- _Extrait du document_:
Ce n’est sûrement pas par hasard que François Hollande a confié les comptes publics à Michel Sapin, qui n’est pas un comptable, mais un normalien et un énarque – il connaît les mots et les rouages de l’Etat, donc il joue sur les deux. Alors il fait ce qu’il peut, avec deux contraintes : une conjoncture très rude, avec une panne de la croissance ; et des exigences contradictoire du président du République et du Premier ministre, qui veulent à la fois de la rigueur et du social. Ça donne un budget qui est la version comptable du mariage de la carpe et du lapin, avec des économies assez visibles pour mécontenter tout le monde mais pas assez fortes pour réduire les déficits. Autrement dit un budget qui est une addition de chiffres mais que personne ne prend à la lettre.

Ce que répète le gouvernement, c’est ce que François Hollande a dit dans sa conférence de presse : "Nous refusons l’austérité." Est-ce que ce projet de budget tient cet engagement?

- _Données extraites_:
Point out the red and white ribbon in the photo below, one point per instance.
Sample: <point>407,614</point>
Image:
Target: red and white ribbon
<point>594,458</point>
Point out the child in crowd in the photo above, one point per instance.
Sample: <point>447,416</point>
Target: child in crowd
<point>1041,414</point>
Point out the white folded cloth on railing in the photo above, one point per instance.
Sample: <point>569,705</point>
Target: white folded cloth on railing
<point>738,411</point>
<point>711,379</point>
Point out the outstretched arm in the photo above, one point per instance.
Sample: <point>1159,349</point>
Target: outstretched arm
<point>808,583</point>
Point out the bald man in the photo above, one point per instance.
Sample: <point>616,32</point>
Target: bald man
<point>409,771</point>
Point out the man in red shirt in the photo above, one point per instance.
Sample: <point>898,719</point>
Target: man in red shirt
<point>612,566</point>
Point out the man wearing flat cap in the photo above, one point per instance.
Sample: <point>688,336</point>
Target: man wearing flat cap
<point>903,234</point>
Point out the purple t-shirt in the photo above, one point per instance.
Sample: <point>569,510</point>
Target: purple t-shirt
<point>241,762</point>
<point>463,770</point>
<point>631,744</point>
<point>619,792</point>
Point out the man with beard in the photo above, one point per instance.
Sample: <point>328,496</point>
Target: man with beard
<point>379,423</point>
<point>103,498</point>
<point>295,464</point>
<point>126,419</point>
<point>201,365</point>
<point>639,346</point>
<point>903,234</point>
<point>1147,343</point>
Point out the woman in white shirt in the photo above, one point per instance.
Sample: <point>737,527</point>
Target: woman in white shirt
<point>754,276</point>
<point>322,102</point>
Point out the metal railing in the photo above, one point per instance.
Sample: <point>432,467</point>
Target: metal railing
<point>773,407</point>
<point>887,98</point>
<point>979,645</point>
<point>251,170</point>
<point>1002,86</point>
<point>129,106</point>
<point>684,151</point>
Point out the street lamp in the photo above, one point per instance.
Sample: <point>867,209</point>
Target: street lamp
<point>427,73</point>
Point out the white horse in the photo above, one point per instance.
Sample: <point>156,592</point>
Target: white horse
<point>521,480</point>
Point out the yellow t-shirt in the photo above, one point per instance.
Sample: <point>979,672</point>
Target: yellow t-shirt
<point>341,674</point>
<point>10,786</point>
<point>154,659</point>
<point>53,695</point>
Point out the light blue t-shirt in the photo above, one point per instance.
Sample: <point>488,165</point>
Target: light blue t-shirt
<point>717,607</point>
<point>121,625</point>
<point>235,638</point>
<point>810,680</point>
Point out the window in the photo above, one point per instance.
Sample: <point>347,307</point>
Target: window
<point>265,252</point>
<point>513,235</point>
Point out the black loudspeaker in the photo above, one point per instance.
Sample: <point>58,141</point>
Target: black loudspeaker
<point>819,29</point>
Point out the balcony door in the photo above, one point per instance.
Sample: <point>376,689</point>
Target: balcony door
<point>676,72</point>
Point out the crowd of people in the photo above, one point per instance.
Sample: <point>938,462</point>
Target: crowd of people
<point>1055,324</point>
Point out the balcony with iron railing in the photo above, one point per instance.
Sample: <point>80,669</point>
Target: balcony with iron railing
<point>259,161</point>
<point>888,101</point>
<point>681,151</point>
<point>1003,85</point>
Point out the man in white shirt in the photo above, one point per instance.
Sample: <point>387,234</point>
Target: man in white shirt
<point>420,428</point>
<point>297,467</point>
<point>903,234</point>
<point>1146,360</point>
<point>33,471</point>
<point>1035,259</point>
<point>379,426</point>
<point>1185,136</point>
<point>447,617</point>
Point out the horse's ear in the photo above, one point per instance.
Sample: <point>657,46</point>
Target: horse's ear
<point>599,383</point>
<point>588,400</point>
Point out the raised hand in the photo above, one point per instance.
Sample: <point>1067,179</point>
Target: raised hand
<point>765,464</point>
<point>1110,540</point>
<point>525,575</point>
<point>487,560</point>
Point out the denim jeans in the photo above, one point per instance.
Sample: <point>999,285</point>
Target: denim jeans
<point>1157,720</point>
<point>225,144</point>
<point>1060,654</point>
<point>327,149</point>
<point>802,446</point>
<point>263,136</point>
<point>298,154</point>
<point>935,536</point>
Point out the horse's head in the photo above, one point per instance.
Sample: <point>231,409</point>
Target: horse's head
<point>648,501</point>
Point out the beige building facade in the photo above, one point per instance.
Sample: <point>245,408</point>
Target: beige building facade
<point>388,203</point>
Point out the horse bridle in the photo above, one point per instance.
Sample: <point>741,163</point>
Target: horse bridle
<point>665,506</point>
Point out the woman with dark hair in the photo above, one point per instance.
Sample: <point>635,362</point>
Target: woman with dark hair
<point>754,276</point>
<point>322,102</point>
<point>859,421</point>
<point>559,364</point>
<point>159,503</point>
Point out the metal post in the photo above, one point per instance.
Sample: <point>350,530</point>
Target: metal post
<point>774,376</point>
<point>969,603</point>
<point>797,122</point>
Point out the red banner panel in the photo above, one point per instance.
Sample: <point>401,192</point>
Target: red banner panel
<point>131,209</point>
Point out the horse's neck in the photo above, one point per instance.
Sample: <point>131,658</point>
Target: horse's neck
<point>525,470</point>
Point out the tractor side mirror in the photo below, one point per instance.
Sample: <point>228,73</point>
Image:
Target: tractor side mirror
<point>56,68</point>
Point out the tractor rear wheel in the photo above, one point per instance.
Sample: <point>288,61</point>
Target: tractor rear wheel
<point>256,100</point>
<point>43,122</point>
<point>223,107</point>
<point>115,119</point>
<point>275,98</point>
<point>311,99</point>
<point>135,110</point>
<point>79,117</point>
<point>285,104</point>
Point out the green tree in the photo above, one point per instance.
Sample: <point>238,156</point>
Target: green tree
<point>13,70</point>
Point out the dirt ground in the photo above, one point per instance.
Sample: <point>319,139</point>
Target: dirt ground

- _Consigne_: D'après l'extrait sur le budget, à qui François Hollande a-t-il confié les comptes publics ?

- _Réponse rédigée_: À Michel Sapin.